The expected result is the full set of records, copied precisely, with images dropped.

> **Records provided**
::::::::
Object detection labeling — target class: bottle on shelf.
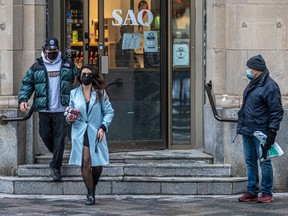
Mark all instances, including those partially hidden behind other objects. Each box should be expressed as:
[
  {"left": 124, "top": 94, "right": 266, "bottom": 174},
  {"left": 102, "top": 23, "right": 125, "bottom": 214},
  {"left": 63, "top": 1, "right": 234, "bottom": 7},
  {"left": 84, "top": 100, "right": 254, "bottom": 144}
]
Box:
[
  {"left": 79, "top": 10, "right": 83, "bottom": 24},
  {"left": 74, "top": 51, "right": 79, "bottom": 67},
  {"left": 79, "top": 52, "right": 83, "bottom": 68},
  {"left": 93, "top": 50, "right": 98, "bottom": 66},
  {"left": 75, "top": 10, "right": 79, "bottom": 24},
  {"left": 89, "top": 51, "right": 93, "bottom": 65}
]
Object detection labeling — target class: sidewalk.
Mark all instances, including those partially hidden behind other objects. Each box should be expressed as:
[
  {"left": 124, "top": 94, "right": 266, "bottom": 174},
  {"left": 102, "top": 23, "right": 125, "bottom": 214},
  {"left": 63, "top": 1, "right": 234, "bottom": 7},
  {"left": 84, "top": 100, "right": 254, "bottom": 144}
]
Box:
::::::::
> **Answer**
Object detection labeling — target class: bottle on shelf.
Mark all instances, including those partially hidden behind other objects. Each box should be expressed as:
[
  {"left": 124, "top": 94, "right": 266, "bottom": 174},
  {"left": 102, "top": 23, "right": 125, "bottom": 214},
  {"left": 63, "top": 1, "right": 234, "bottom": 7},
  {"left": 84, "top": 100, "right": 254, "bottom": 144}
]
Box:
[
  {"left": 79, "top": 10, "right": 83, "bottom": 24},
  {"left": 74, "top": 51, "right": 79, "bottom": 67},
  {"left": 79, "top": 52, "right": 83, "bottom": 68},
  {"left": 93, "top": 50, "right": 98, "bottom": 66},
  {"left": 75, "top": 10, "right": 79, "bottom": 24},
  {"left": 89, "top": 51, "right": 93, "bottom": 65}
]
Object detection labeling — target class: sidewalk.
Mark all instances, including those partially hidden behind other objects. Each box should be expressed as:
[
  {"left": 124, "top": 94, "right": 266, "bottom": 174},
  {"left": 102, "top": 23, "right": 125, "bottom": 214},
  {"left": 63, "top": 1, "right": 234, "bottom": 7},
  {"left": 84, "top": 100, "right": 254, "bottom": 144}
]
Box:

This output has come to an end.